#### [Tarefas]
1. Na última frase do texto, quais questões se incluem entre as que marcam socialmente os sujeitos? Liste todas.
2. Transcreva do texto o trecho que começa em "Os signos que" e segue até "entre muitas outras.".

#### [Texto]
----


    É importante ressaltar, contudo, que a presente análise não pretende reforçar a dicotomia "meninos x meninas", ou que seria menos produtivo ainda, condenar meninos "opressores" e empunhar a bandeira das meninas "indefesas", pois, como diz Jonathan Culler (1997), tal movimento implicaria muito mais neutralização e permanência do que desconstrução e deslocamento. É preciso pensar, como diz Michel Foucault, "que o poder funciona e se exerce em rede, […] não se aplica aos indivíduos, passa por eles" (1995, p. 183). Neste sentido, o movimento analítico aqui empreendido visava dar visibilidade aos mecanismos de exclusão que estão intimamente ligados à posição de sujeito masculino e feminino construída pelos discursos de ordem biológica e que se encontra inscrita na arquitetura escolar.

    Os signos que marcam este espaço arquitetônico, ou seja, a estrutura e os elementos constituintes da quadra esportiva, também marcam e conformam os corpos de meninos e meninas nesta configuração discursiva biológica. A escola deve estar atenta aos mecanismos que fortalecem estas relações de poder e os tornam, quase que imperceptivelmente, "naturais" aos nossos alunos. Para "desnaturalizar" esse processo, é preciso construir procedimentos que permitam desmanchar não as diferenças entre homens e mulheres, que são muitas e de várias ordens, mas a desigualdade de oportunidades que se justifica em grande parte nos "fatos de biologia". Desigualdade que não estão restritas apenas à relação de gênero, ela alcança todos os sujeitos que se encontram de alguma forma marcados socialmente. Incluem-se aí questões de raça, de etnia, de religião, de estética entre muitas outras.

----

#### [Dados armazenados]

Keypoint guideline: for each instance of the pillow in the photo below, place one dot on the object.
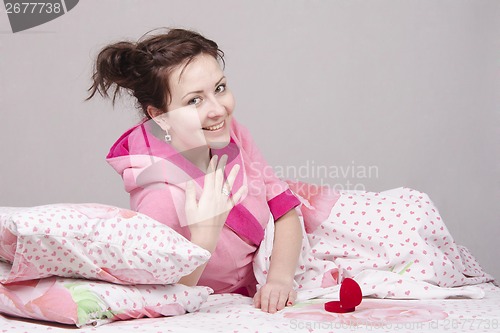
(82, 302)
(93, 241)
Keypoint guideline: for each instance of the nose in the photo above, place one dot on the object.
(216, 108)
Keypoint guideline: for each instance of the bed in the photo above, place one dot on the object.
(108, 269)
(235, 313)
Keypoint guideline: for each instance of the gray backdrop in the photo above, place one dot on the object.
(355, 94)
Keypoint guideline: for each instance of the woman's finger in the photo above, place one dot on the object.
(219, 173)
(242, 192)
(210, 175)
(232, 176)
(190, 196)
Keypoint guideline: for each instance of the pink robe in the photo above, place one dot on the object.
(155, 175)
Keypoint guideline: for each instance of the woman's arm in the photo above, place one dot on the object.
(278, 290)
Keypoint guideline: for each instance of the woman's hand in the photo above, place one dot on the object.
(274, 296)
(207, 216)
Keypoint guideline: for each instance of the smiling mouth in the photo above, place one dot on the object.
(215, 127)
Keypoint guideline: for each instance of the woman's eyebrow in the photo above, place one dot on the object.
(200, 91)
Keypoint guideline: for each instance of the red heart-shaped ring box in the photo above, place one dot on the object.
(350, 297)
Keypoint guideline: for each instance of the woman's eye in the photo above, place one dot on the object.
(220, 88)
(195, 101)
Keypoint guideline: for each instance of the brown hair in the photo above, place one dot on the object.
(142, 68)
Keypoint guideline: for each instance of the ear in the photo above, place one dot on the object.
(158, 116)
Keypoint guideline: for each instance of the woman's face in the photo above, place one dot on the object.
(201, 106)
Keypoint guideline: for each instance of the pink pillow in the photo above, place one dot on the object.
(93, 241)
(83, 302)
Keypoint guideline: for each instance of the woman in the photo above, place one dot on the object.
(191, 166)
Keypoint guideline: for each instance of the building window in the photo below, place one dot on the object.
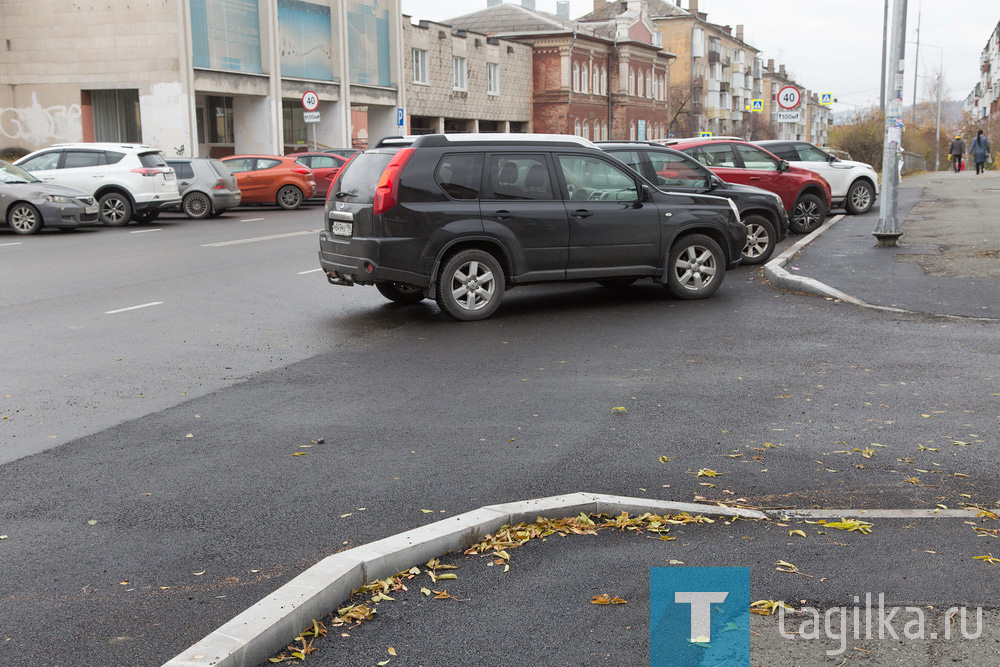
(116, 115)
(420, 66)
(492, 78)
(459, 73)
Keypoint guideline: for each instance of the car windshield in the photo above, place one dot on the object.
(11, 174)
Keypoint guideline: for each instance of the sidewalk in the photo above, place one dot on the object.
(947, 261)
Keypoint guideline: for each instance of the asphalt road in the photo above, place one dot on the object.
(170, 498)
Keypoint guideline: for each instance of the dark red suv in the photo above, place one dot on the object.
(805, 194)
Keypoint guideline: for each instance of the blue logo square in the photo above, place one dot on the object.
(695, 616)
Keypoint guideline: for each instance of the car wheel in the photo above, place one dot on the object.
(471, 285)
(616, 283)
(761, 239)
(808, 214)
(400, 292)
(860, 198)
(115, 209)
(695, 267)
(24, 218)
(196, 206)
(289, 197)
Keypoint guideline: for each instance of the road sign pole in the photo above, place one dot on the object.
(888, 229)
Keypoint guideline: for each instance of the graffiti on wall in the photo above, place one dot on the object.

----

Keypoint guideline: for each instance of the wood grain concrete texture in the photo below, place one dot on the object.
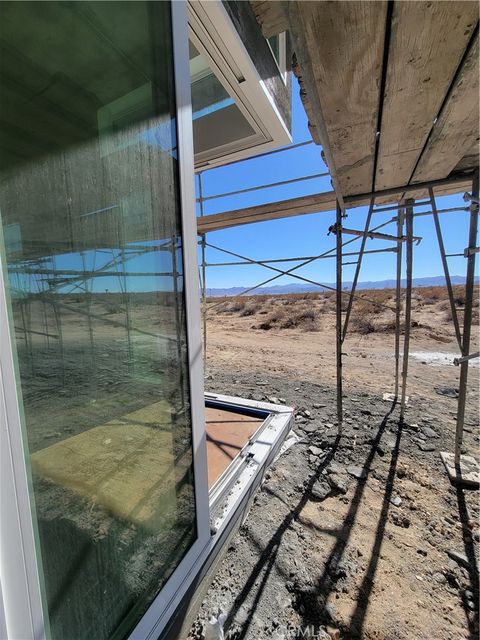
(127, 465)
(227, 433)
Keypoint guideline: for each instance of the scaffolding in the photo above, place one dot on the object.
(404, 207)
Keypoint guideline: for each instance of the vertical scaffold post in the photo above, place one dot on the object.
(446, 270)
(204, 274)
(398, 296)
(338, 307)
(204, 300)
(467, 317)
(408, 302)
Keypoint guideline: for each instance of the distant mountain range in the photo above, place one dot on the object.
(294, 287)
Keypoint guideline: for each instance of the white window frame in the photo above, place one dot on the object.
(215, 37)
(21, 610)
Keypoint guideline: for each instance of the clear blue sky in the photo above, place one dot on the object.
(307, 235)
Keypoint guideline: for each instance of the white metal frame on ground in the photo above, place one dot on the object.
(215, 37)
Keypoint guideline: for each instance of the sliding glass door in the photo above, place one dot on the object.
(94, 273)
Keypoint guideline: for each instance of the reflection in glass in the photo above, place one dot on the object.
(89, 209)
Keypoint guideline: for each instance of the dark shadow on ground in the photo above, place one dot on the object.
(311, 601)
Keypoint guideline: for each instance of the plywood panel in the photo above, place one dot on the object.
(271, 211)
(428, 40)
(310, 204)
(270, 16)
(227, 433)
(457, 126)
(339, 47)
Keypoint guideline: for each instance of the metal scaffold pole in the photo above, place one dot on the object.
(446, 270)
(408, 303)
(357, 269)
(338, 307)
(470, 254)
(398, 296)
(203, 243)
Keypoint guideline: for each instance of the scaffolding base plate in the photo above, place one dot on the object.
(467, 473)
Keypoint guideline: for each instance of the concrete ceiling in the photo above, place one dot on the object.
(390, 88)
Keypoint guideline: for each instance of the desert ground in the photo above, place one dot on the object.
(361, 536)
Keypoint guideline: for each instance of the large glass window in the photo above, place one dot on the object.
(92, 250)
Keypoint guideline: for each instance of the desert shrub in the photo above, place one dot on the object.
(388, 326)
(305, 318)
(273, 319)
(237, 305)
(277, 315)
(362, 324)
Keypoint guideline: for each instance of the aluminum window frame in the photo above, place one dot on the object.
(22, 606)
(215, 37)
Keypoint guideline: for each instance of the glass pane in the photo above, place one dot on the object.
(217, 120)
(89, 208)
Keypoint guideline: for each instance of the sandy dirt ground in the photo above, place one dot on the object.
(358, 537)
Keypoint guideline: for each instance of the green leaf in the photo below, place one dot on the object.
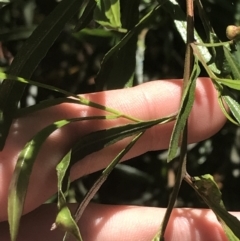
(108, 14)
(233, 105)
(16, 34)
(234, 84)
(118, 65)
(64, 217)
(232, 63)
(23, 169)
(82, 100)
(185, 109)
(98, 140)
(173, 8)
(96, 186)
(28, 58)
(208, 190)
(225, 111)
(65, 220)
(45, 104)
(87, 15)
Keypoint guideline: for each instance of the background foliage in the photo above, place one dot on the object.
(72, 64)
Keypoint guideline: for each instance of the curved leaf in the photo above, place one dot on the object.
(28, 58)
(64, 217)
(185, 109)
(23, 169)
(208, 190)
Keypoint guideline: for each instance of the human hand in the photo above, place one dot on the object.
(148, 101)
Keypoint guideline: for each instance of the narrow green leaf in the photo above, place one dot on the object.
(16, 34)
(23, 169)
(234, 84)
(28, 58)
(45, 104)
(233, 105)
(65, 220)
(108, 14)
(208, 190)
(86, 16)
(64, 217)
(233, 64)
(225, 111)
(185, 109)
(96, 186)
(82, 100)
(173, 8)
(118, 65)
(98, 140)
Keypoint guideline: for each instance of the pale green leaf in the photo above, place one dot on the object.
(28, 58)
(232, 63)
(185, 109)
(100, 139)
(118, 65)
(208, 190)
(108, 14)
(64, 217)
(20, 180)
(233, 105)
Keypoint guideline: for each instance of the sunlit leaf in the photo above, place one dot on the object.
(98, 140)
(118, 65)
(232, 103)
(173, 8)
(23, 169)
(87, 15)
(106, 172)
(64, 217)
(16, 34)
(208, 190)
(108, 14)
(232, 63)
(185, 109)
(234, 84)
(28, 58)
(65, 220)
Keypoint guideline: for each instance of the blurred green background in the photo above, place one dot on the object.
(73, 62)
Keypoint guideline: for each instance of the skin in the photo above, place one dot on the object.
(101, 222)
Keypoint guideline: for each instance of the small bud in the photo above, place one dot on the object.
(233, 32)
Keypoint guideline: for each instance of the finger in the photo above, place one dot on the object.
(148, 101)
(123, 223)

----

#### [Respostas]
1. raça, etnia, religião, estética

2.
Os signos que marcam este espaço arquitetônico, ou seja, a estrutura e os elementos constituintes da quadra esportiva, também marcam e conformam os corpos de meninos e meninas nesta configuração discursiva biológica. A escola deve estar atenta aos mecanismos que fortalecem estas relações de poder e os tornam, quase que imperceptivelmente, "naturais" aos nossos alunos. Para "desnaturalizar" esse processo, é preciso construir procedimentos que permitam desmanchar não as diferenças entre homens e mulheres, que são muitas e de várias ordens, mas a desigualdade de oportunidades que se justifica em grande parte nos "fatos de biologia". Desigualdade que não estão restritas apenas à relação de gênero, ela alcança todos os sujeitos que se encontram de alguma forma marcados socialmente. Incluem-se aí questões de raça, de etnia, de religião, de estética entre muitas outras.